§ **Data**:

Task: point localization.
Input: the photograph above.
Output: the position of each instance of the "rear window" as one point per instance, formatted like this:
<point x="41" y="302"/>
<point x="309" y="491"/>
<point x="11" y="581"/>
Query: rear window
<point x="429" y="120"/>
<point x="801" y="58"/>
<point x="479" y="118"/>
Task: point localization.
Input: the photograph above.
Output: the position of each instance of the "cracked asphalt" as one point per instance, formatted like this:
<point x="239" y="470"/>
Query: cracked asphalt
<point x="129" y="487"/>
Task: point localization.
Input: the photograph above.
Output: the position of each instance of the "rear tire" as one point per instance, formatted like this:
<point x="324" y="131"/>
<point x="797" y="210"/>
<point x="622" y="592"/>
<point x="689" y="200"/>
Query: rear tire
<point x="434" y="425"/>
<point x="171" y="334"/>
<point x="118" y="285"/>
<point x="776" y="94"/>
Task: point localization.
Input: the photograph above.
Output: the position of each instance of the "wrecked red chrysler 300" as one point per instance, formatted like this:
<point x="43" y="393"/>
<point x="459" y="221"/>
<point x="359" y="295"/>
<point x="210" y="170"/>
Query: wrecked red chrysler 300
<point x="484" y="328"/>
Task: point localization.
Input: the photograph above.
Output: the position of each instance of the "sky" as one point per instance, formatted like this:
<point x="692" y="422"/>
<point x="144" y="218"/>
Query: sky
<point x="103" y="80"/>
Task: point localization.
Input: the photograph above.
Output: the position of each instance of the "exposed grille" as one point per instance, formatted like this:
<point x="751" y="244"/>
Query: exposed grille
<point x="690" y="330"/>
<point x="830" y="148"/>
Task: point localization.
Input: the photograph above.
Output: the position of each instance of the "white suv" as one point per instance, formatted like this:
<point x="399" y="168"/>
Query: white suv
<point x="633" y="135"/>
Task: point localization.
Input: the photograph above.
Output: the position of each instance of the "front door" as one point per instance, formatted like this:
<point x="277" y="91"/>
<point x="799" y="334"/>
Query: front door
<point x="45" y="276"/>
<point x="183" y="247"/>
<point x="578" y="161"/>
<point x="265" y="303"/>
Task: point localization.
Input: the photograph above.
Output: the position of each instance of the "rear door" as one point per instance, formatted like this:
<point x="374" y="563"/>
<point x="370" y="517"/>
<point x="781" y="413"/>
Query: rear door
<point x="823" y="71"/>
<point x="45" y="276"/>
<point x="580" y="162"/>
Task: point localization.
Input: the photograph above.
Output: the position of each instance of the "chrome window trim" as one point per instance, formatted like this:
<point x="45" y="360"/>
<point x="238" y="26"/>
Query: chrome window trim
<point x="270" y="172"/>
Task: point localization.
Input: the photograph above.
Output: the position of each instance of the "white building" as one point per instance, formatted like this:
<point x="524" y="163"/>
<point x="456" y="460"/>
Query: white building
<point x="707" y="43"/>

§ **Aim**:
Retype the material in full. Each word must match.

§ **The response**:
Task: point localization.
Input: the photograph above.
Output: the position of each instance of the "rear window" as one point per instance, formatted like this:
<point x="41" y="302"/>
<point x="309" y="491"/>
<point x="11" y="581"/>
Query: rear window
<point x="429" y="120"/>
<point x="801" y="58"/>
<point x="479" y="118"/>
Task: point localization.
Input: the photograph above.
Output: the position of each instance of the "cracked asphalt" as one point per instance, formatted like this:
<point x="239" y="470"/>
Query: cracked asphalt
<point x="129" y="487"/>
Task: point localization.
Input: the photograph above.
Output: the position of each instance of the "rear tire" as one point per instance, formatted like this:
<point x="324" y="131"/>
<point x="797" y="210"/>
<point x="622" y="592"/>
<point x="689" y="200"/>
Query: rear tire
<point x="434" y="425"/>
<point x="171" y="334"/>
<point x="118" y="285"/>
<point x="776" y="94"/>
Task: point localization.
Input: the photograph above.
Output: the position of each instance of the "wrecked red chrysler 300" as one point per instance, formatted like this:
<point x="43" y="393"/>
<point x="459" y="221"/>
<point x="359" y="295"/>
<point x="210" y="170"/>
Query: wrecked red chrysler 300
<point x="484" y="328"/>
Task: point localization.
Input: the photograph above.
Output: the position of each instance of the "sky" as one point per instance, formatted like this:
<point x="692" y="422"/>
<point x="144" y="218"/>
Query: sky
<point x="103" y="80"/>
Task: point localization.
Input: the photograph above.
Output: the position of each instance of the "exposed grille" as one point per instance, formatted like this:
<point x="751" y="244"/>
Query: exposed grille
<point x="690" y="330"/>
<point x="830" y="148"/>
Task: point localization.
Input: the photograph above.
Output: the position of each instance of the "white suv" as one point per instance, formatted like this:
<point x="399" y="168"/>
Query: white suv
<point x="633" y="135"/>
Task: point localization.
Input: the photograph above.
Output: the position of each instance of the "front door" as one point per instance, formatted like this:
<point x="277" y="91"/>
<point x="799" y="334"/>
Query: front door
<point x="45" y="276"/>
<point x="183" y="247"/>
<point x="578" y="161"/>
<point x="265" y="303"/>
Task: point localization.
Input: the photograph above.
Output: the position of each instance of the "rear door" as one point per instance, formatted like this:
<point x="374" y="563"/>
<point x="370" y="517"/>
<point x="781" y="413"/>
Query: rear door
<point x="823" y="71"/>
<point x="45" y="276"/>
<point x="580" y="162"/>
Task: point localization.
Input: the photograph above.
Output: the position of each instance of the "chrome window trim" as one point per instance, formatted like this:
<point x="45" y="360"/>
<point x="238" y="26"/>
Query: chrome window trim
<point x="270" y="172"/>
Task: point localization.
Input: the photograph above.
Output: the position of each instance of the "white building" as one point per instance, formatted like this:
<point x="524" y="163"/>
<point x="456" y="460"/>
Query: white building
<point x="707" y="43"/>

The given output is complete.